The task: From the line containing "Check that every instance of the barrel" down to the last line of the material, return those lines verbatim and only those.

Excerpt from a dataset

□ □ □ □ □ □ □

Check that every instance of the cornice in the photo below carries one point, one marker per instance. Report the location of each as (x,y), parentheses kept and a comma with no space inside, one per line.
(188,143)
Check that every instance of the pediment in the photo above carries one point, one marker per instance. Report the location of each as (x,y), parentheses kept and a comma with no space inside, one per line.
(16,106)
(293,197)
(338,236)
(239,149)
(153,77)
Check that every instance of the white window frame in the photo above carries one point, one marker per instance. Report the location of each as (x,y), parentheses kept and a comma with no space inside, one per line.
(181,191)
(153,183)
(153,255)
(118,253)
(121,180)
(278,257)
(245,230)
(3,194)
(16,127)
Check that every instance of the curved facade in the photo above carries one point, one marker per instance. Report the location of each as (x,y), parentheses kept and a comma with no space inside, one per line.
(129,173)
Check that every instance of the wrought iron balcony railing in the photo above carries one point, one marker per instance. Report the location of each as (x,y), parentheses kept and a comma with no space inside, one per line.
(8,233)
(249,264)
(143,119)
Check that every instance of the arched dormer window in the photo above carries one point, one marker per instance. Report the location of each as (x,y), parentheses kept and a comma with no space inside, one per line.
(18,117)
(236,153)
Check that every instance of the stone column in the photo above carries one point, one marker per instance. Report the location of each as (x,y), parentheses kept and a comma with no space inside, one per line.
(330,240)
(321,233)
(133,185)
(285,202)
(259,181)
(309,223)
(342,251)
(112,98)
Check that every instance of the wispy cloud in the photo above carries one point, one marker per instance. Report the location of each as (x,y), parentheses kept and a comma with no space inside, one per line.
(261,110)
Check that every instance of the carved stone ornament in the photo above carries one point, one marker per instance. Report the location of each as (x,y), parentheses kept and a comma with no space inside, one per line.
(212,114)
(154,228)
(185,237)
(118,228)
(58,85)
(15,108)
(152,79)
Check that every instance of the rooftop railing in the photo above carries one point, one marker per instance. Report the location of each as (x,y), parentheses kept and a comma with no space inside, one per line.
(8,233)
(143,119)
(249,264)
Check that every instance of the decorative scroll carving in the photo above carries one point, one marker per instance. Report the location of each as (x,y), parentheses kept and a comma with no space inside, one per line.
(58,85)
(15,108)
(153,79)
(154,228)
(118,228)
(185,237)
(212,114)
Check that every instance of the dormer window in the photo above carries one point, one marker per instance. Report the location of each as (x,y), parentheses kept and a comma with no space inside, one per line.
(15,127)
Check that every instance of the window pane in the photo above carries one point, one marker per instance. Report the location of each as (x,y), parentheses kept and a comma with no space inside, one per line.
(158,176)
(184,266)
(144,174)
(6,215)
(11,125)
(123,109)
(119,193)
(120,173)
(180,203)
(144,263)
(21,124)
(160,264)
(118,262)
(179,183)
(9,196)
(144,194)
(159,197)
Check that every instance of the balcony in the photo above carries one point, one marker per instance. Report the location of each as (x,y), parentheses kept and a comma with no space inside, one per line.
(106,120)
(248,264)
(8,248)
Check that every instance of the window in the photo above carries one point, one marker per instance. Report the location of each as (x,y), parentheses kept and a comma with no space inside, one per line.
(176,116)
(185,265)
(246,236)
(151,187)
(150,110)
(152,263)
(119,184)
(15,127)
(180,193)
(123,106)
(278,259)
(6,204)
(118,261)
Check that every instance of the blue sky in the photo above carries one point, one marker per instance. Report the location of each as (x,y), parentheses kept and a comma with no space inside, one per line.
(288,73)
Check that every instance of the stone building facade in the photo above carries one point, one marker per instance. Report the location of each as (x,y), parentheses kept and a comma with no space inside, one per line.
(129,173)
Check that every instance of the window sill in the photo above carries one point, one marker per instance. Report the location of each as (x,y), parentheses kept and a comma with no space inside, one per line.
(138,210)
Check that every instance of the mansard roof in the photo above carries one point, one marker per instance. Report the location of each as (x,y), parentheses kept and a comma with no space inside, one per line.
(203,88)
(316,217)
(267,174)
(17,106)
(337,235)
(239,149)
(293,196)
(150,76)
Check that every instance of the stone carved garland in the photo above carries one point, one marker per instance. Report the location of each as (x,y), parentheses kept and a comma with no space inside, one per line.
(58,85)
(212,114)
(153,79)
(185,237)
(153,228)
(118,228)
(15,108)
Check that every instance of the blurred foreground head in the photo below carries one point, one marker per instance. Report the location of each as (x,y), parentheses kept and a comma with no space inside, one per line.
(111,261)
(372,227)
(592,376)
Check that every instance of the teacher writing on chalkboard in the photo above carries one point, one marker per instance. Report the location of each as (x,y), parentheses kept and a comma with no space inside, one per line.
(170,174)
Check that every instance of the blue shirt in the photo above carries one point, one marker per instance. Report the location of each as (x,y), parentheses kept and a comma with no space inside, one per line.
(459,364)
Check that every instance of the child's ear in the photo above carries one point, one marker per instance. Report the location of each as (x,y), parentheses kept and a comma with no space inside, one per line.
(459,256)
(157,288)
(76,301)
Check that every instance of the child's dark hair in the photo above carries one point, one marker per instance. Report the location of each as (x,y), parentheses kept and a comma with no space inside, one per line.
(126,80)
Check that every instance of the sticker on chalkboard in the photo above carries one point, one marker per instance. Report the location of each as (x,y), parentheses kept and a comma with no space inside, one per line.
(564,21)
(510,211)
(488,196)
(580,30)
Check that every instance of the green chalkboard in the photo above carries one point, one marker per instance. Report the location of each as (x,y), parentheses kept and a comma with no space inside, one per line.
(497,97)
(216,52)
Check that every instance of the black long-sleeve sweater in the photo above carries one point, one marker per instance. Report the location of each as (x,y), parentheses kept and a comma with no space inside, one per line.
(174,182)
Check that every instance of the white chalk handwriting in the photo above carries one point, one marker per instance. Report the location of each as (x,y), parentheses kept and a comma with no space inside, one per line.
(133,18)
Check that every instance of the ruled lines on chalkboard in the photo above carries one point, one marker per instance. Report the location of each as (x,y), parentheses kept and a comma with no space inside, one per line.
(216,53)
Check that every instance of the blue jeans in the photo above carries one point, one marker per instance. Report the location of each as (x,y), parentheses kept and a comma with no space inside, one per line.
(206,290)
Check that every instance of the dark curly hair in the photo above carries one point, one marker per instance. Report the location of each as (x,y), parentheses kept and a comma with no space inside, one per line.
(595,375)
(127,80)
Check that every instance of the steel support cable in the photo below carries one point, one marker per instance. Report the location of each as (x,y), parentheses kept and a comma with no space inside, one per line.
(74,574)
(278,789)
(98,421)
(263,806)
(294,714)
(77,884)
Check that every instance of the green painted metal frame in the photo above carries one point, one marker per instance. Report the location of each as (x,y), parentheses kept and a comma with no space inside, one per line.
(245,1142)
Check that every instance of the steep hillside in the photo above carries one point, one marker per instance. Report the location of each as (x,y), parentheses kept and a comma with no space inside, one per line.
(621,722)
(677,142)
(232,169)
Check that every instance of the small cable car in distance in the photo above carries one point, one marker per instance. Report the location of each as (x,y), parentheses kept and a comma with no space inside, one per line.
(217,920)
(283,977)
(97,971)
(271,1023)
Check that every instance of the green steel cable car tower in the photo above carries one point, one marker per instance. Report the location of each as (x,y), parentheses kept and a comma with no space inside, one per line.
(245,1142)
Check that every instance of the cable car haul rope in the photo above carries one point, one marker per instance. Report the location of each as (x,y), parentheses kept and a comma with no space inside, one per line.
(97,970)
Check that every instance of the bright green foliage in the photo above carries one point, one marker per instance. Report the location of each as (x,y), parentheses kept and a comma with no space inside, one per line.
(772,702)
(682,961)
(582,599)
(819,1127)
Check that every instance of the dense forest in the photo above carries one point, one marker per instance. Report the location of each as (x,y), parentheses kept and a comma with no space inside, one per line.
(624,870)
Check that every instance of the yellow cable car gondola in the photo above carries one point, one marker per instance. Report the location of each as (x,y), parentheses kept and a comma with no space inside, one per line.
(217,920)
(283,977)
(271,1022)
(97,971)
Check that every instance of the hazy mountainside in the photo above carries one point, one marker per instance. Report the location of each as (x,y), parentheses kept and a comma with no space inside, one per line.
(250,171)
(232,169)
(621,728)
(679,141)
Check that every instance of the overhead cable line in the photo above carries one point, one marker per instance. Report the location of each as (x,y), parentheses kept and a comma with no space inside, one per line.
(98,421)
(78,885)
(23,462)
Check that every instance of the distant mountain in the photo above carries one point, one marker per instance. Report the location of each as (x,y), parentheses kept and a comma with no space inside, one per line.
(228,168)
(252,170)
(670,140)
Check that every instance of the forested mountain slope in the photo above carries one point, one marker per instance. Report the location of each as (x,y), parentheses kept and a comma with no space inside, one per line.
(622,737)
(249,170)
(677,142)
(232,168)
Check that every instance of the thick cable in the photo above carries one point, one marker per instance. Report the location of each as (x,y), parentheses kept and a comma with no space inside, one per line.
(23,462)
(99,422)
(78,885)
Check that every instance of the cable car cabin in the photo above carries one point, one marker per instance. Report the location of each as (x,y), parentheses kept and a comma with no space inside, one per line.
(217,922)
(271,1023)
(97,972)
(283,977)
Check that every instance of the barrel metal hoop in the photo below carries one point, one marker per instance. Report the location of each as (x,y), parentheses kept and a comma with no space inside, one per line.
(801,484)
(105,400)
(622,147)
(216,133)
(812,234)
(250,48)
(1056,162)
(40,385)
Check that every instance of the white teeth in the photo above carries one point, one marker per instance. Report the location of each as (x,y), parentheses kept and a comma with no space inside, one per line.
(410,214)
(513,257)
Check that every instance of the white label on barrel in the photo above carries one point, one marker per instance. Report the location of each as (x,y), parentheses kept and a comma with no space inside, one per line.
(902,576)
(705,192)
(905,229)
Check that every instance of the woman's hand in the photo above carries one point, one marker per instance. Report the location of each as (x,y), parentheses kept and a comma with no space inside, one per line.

□ □ □ □ □ □ □

Task response:
Check that every instance of the barrel metal hoop in the photo below carries one point, one marker per instance. Report the location of each as (x,y), parentheses kept and a comma with no space inside, one per line.
(801,484)
(105,400)
(622,147)
(216,133)
(812,234)
(250,48)
(1056,162)
(40,385)
Check that every instance of the white teeth in the photo above carries one point, one marker per instance. Report the location of each as (x,y), parentheses kept and a comma with no space inside, one per line.
(410,214)
(513,257)
Check that every instance of the white label on barrel in the photo above carries one point, one marker per instance. Report the location of each as (x,y), parentheses kept and a comma with no space inside, one per line.
(902,576)
(705,192)
(905,229)
Check that every instance of the woman's hand in the photo above carries one point, one marker per instance. Report the location of each as (x,y), parentheses kept and a comma with no space inside, one per line.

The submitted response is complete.